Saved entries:
───
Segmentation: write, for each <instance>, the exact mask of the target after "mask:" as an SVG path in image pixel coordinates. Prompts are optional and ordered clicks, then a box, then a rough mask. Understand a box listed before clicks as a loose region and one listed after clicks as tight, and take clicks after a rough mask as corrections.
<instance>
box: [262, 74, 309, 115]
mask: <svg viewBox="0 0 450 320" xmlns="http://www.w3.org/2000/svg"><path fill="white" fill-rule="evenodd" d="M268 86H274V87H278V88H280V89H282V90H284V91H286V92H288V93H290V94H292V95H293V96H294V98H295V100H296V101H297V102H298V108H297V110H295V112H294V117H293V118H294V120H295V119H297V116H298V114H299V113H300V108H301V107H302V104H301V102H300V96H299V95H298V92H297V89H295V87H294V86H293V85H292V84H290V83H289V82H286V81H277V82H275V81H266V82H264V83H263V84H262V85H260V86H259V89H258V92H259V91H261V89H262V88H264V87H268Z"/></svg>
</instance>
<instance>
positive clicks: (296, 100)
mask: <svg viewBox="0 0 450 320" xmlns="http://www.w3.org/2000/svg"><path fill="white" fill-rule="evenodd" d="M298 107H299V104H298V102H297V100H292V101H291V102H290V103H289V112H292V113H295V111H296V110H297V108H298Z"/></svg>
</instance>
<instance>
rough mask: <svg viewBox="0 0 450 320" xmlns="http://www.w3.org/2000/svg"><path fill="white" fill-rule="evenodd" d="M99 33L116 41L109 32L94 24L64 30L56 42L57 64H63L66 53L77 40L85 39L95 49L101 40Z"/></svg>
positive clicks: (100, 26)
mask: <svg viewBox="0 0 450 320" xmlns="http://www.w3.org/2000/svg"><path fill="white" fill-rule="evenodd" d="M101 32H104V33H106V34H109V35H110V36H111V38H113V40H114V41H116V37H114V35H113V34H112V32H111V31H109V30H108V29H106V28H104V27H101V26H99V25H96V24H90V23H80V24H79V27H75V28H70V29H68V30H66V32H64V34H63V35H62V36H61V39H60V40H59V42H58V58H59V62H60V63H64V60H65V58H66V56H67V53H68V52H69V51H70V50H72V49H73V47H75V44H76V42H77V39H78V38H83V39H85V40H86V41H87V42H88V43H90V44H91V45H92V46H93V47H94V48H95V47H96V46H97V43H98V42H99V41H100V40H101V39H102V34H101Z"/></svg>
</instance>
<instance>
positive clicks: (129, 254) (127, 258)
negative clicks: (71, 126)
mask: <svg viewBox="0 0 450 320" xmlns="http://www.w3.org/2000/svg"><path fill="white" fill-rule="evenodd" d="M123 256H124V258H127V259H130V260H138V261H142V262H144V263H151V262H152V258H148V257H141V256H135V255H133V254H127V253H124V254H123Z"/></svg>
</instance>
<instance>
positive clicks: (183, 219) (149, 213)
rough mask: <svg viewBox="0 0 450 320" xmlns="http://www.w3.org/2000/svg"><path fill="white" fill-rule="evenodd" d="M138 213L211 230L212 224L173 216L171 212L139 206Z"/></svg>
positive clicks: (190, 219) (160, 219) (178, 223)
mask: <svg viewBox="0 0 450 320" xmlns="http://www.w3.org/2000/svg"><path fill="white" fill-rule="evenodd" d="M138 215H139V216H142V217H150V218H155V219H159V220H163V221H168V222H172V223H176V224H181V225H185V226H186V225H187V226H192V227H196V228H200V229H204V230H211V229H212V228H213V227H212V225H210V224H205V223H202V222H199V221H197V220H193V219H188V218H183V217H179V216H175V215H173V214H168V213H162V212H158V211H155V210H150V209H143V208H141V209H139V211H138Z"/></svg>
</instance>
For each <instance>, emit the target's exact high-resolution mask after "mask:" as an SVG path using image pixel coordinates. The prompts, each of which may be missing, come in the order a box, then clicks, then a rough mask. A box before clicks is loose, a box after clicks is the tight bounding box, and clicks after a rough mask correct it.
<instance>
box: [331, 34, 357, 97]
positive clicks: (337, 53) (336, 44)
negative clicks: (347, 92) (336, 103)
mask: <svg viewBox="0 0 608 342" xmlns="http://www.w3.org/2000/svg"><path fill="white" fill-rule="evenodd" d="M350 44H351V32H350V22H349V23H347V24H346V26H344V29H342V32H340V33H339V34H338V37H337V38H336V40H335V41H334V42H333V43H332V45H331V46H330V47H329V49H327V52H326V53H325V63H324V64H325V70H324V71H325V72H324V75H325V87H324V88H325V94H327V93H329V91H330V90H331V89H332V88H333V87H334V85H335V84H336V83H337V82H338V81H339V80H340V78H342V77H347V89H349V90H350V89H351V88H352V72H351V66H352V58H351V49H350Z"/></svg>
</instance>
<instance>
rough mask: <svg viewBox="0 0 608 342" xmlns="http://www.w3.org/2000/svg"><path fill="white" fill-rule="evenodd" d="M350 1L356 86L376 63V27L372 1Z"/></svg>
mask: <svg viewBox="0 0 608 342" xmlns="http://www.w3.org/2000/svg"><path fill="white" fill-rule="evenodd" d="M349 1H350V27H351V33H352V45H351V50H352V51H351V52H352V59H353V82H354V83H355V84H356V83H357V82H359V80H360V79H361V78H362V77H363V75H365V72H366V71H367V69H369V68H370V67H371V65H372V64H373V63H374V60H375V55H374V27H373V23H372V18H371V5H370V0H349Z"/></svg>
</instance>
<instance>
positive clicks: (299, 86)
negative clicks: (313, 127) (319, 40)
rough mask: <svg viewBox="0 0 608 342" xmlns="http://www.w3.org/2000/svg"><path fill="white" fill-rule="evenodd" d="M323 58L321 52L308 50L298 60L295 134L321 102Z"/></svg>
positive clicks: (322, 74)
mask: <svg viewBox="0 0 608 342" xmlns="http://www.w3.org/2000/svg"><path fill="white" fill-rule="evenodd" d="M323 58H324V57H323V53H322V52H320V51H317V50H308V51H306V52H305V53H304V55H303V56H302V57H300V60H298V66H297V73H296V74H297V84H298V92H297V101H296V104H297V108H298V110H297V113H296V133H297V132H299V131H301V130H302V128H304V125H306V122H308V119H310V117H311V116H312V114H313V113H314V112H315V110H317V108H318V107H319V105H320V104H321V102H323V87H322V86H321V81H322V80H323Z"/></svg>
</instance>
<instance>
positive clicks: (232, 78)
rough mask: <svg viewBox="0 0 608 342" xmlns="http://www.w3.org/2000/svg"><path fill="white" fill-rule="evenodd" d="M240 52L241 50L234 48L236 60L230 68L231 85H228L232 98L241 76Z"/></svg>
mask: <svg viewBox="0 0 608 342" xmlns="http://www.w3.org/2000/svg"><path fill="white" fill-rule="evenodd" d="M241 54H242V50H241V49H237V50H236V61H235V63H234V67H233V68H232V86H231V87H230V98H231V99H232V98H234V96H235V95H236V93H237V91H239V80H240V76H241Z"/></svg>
───
* What the exercise asks
Could you return the data above exactly as it stands?

* Response to the task
Segmentation: write, for each <instance>, the exact mask of the target after "mask:" as an SVG path in image pixel coordinates. Prompts are optional and ordered clicks, then a box, then a rough mask. Understand a box listed before clicks as a loose region and one listed after clicks as tight, and take clicks after a rough mask as corrections.
<instance>
box: [262, 74, 309, 115]
mask: <svg viewBox="0 0 450 320" xmlns="http://www.w3.org/2000/svg"><path fill="white" fill-rule="evenodd" d="M268 86H274V87H278V88H280V89H282V90H284V91H286V92H288V93H290V94H292V95H293V96H294V98H295V100H296V101H297V102H298V108H297V110H295V112H294V117H293V118H294V120H295V119H297V116H298V114H299V113H300V108H301V107H302V104H301V102H300V96H299V95H298V92H297V89H295V87H294V86H293V85H292V84H290V83H289V82H286V81H277V82H275V81H266V82H264V83H263V84H262V85H260V86H259V89H258V92H259V91H261V89H262V88H264V87H268Z"/></svg>
</instance>
<instance>
positive clicks: (296, 100)
mask: <svg viewBox="0 0 450 320" xmlns="http://www.w3.org/2000/svg"><path fill="white" fill-rule="evenodd" d="M298 107H299V104H298V102H297V100H292V101H291V102H290V103H289V112H292V113H295V111H296V110H297V108H298Z"/></svg>
</instance>
<instance>
rough mask: <svg viewBox="0 0 450 320" xmlns="http://www.w3.org/2000/svg"><path fill="white" fill-rule="evenodd" d="M99 33L116 41L109 32L94 24L64 30L56 42L57 64H63L66 53L77 40L85 39L95 49L101 40Z"/></svg>
positive clicks: (100, 26)
mask: <svg viewBox="0 0 450 320" xmlns="http://www.w3.org/2000/svg"><path fill="white" fill-rule="evenodd" d="M101 32H104V33H106V34H109V35H110V36H111V38H113V40H114V41H116V37H114V35H113V34H112V32H111V31H109V30H108V29H106V28H104V27H101V26H99V25H96V24H90V23H80V24H79V27H75V28H70V29H68V30H66V32H64V34H63V35H62V36H61V39H60V40H59V42H58V58H59V62H60V63H64V60H65V58H66V56H67V53H68V52H69V51H70V50H72V49H73V47H75V44H76V42H77V39H78V38H83V39H85V40H86V41H87V42H88V43H90V44H91V45H92V46H93V47H94V48H95V47H96V46H97V43H98V42H99V41H100V40H101V39H102V34H101Z"/></svg>
</instance>
<instance>
positive clicks: (129, 254) (127, 258)
negative clicks: (71, 126)
mask: <svg viewBox="0 0 450 320" xmlns="http://www.w3.org/2000/svg"><path fill="white" fill-rule="evenodd" d="M123 256H124V258H127V259H130V260H138V261H142V262H144V263H151V262H152V258H148V257H141V256H135V255H133V254H127V253H124V254H123Z"/></svg>
</instance>
<instance>
positive clicks: (183, 219) (149, 213)
rough mask: <svg viewBox="0 0 450 320" xmlns="http://www.w3.org/2000/svg"><path fill="white" fill-rule="evenodd" d="M138 213L211 230L212 224L173 216L171 212L139 206Z"/></svg>
positive clicks: (190, 219) (160, 219) (178, 223)
mask: <svg viewBox="0 0 450 320" xmlns="http://www.w3.org/2000/svg"><path fill="white" fill-rule="evenodd" d="M138 215H139V216H142V217H150V218H155V219H159V220H163V221H168V222H172V223H176V224H181V225H185V226H186V225H187V226H192V227H196V228H200V229H204V230H211V229H212V228H213V227H212V225H210V224H205V223H202V222H199V221H197V220H193V219H188V218H183V217H179V216H175V215H173V214H168V213H162V212H158V211H155V210H150V209H143V208H141V209H139V211H138Z"/></svg>
</instance>
For each <instance>, emit the target's exact high-resolution mask after "mask:" as an SVG path using image pixel coordinates. The prompts, each of which may be missing, come in the order a box, then clicks, then a rough mask. A box before clicks is loose, a box after clicks is the tight bounding box, and clicks after a rough mask correct it.
<instance>
box: [331, 34, 357, 97]
positive clicks: (337, 53) (336, 44)
negative clicks: (347, 92) (336, 103)
mask: <svg viewBox="0 0 608 342" xmlns="http://www.w3.org/2000/svg"><path fill="white" fill-rule="evenodd" d="M350 44H351V32H350V22H349V23H347V24H346V26H344V29H342V32H340V33H339V34H338V37H337V38H336V40H335V41H334V42H333V43H332V45H331V46H330V47H329V49H327V52H326V53H325V63H324V64H325V70H324V71H325V72H324V75H325V87H324V88H325V94H327V93H329V91H330V90H331V89H332V88H333V87H334V85H335V84H336V83H337V82H338V81H339V80H340V78H342V77H347V89H349V90H350V89H351V88H352V72H351V66H352V58H351V49H350Z"/></svg>
</instance>
<instance>
rough mask: <svg viewBox="0 0 608 342" xmlns="http://www.w3.org/2000/svg"><path fill="white" fill-rule="evenodd" d="M350 1L356 86L376 63V27L372 1Z"/></svg>
mask: <svg viewBox="0 0 608 342" xmlns="http://www.w3.org/2000/svg"><path fill="white" fill-rule="evenodd" d="M349 1H350V27H351V33H352V45H351V50H352V51H351V52H352V59H353V82H354V83H355V84H356V83H357V82H359V80H360V79H361V78H362V77H363V75H365V72H366V71H367V69H369V68H370V67H371V65H372V64H373V63H374V60H375V55H374V27H373V23H372V18H371V5H370V0H349Z"/></svg>
</instance>
<instance>
positive clicks: (299, 86)
negative clicks: (313, 127) (319, 40)
rough mask: <svg viewBox="0 0 608 342" xmlns="http://www.w3.org/2000/svg"><path fill="white" fill-rule="evenodd" d="M323 58L321 52L308 50L298 60L295 134L321 102Z"/></svg>
positive clicks: (322, 74)
mask: <svg viewBox="0 0 608 342" xmlns="http://www.w3.org/2000/svg"><path fill="white" fill-rule="evenodd" d="M323 58H324V57H323V53H322V52H320V51H317V50H308V51H306V52H305V53H304V55H303V56H302V57H300V60H298V66H297V73H296V74H297V84H298V92H297V101H296V104H297V108H298V110H297V113H296V133H297V132H299V131H301V130H302V128H304V125H306V122H308V119H310V117H311V116H312V114H313V113H314V112H315V110H317V108H318V107H319V105H320V104H321V102H323V87H322V86H321V81H322V80H323Z"/></svg>
</instance>
<instance>
positive clicks: (232, 78)
rough mask: <svg viewBox="0 0 608 342" xmlns="http://www.w3.org/2000/svg"><path fill="white" fill-rule="evenodd" d="M240 52L241 50L234 48L236 60L230 68L231 85H228L232 98L241 76Z"/></svg>
mask: <svg viewBox="0 0 608 342" xmlns="http://www.w3.org/2000/svg"><path fill="white" fill-rule="evenodd" d="M241 54H242V50H241V49H237V50H236V61H235V63H234V67H233V68H232V86H231V87H230V98H231V99H232V98H234V96H235V95H236V93H237V91H239V80H240V76H241Z"/></svg>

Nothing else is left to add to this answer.